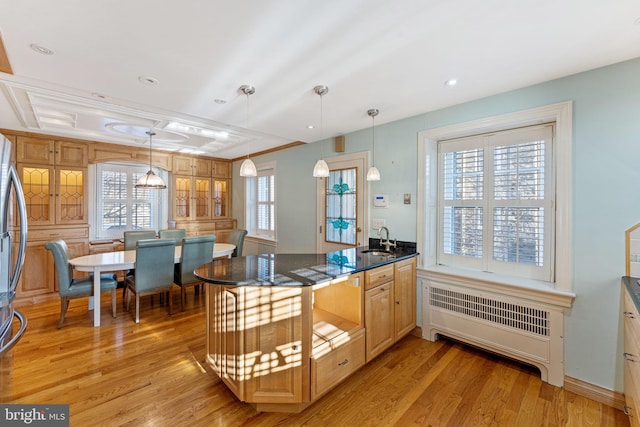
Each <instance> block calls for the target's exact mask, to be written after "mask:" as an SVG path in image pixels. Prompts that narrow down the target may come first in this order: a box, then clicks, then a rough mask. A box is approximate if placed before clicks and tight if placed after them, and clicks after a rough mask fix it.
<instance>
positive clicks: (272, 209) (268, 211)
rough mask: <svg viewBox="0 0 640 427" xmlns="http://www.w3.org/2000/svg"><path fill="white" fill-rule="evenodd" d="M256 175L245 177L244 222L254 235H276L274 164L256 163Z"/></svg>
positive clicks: (274, 168)
mask: <svg viewBox="0 0 640 427" xmlns="http://www.w3.org/2000/svg"><path fill="white" fill-rule="evenodd" d="M256 169H257V170H258V176H257V177H255V178H246V179H245V180H246V181H245V182H246V198H247V200H246V223H247V230H249V233H250V234H251V235H254V236H259V237H266V238H269V239H275V237H276V188H275V187H276V184H275V178H276V177H275V165H274V164H272V163H268V164H263V165H257V166H256Z"/></svg>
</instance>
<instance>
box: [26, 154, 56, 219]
mask: <svg viewBox="0 0 640 427" xmlns="http://www.w3.org/2000/svg"><path fill="white" fill-rule="evenodd" d="M18 174H19V176H20V181H21V182H22V189H23V191H24V198H25V204H26V207H27V221H28V223H29V225H47V224H53V223H54V219H55V218H54V210H53V184H54V183H53V179H54V174H53V167H48V166H30V165H21V164H18Z"/></svg>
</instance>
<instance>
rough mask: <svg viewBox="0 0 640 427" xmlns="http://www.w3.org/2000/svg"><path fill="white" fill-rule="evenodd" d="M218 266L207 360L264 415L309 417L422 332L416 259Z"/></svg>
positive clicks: (346, 257)
mask: <svg viewBox="0 0 640 427" xmlns="http://www.w3.org/2000/svg"><path fill="white" fill-rule="evenodd" d="M367 250H368V248H367V247H359V248H352V249H345V250H341V251H336V252H330V253H327V254H263V255H251V256H245V257H238V258H229V259H217V260H214V261H213V262H211V263H208V264H205V265H203V266H201V267H199V268H198V269H197V270H196V275H197V276H198V277H199V278H200V279H202V280H204V281H205V282H207V284H208V289H207V361H208V363H209V364H210V365H211V366H212V367H213V369H214V371H215V372H216V373H217V374H218V376H219V377H220V378H221V379H222V381H223V382H224V383H225V384H226V385H227V386H228V387H229V389H230V390H231V391H232V392H233V393H234V394H235V395H236V397H237V398H238V399H240V400H241V401H243V402H247V403H249V404H252V405H253V406H254V407H255V408H256V409H257V410H259V411H272V412H300V411H302V410H303V409H304V408H306V407H307V406H309V405H310V404H312V403H313V402H314V401H315V400H317V399H318V398H320V397H321V396H322V395H324V394H325V393H327V392H328V391H329V390H331V389H332V388H333V387H335V386H336V385H337V384H339V383H340V382H341V381H342V380H344V379H345V378H346V377H348V376H349V375H350V374H352V373H353V372H355V371H356V370H358V369H359V368H361V367H362V366H364V365H365V364H366V363H367V362H369V361H370V360H371V359H373V358H374V357H376V356H377V355H378V354H380V353H381V352H383V351H384V350H385V349H387V348H388V347H389V346H391V345H392V344H393V343H395V342H396V341H397V340H399V339H400V338H402V337H403V336H405V335H406V334H408V333H409V332H411V331H412V330H413V329H414V328H415V326H416V258H415V257H416V255H417V253H416V251H415V247H409V248H400V249H397V250H396V251H395V252H394V253H393V254H392V255H380V254H377V253H373V252H367Z"/></svg>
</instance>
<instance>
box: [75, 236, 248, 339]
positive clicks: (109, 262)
mask: <svg viewBox="0 0 640 427" xmlns="http://www.w3.org/2000/svg"><path fill="white" fill-rule="evenodd" d="M235 248H236V246H235V245H233V244H231V243H215V244H214V245H213V254H212V258H211V259H214V258H222V257H231V254H233V251H234V250H235ZM181 260H182V246H176V249H175V257H174V263H176V264H178V263H179V262H181ZM69 264H71V265H72V266H73V268H74V269H75V270H78V271H85V272H90V273H93V295H94V296H95V295H98V301H97V302H96V303H95V304H94V307H93V326H95V327H98V326H100V299H99V295H100V274H102V273H105V272H110V271H119V270H129V269H132V268H135V265H136V251H135V250H130V251H115V252H102V253H97V254H91V255H83V256H80V257H77V258H73V259H71V260H69Z"/></svg>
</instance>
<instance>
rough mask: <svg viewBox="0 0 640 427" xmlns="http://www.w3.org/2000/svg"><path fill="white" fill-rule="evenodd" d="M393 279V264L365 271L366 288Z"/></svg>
mask: <svg viewBox="0 0 640 427" xmlns="http://www.w3.org/2000/svg"><path fill="white" fill-rule="evenodd" d="M392 280H393V264H389V265H385V266H384V267H378V268H374V269H373V270H367V271H365V272H364V289H365V290H368V289H372V288H375V287H376V286H378V285H382V284H383V283H387V282H390V281H392Z"/></svg>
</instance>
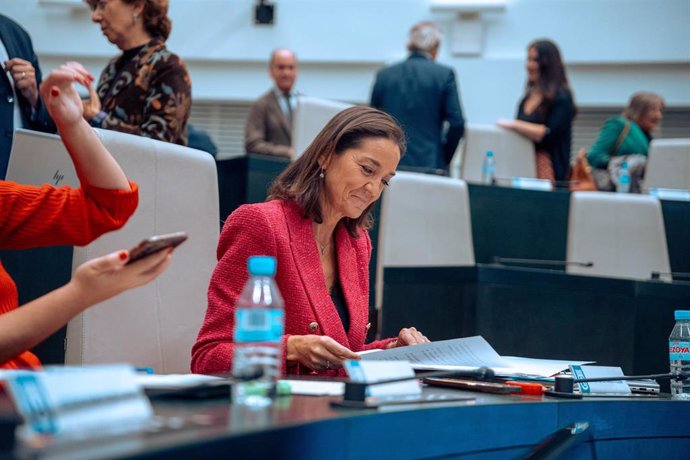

○ ○ ○

### Exercise
Rewrite the lines above, from the first line up to and including the line with "175L245 177L244 222L254", so that "rough mask" becomes "coarse mask" and everything else stays the same. Return only those lines and omit the pictures.

### Task output
Each <instance> block calls for the target's exact mask, to be written after "mask:" as an SVG path in image pixels. Prompts that narrow down the target may come first in this order: a box, then clicks, then a coarse mask. A box is approximate if placed before clicks and tight if placed after them, and clicks after a coarse mask fix it.
<instance>
positive clicks: (272, 209) (268, 211)
coarse mask: <svg viewBox="0 0 640 427" xmlns="http://www.w3.org/2000/svg"><path fill="white" fill-rule="evenodd" d="M256 175L245 177L244 222L254 235H276L274 164L256 163Z"/></svg>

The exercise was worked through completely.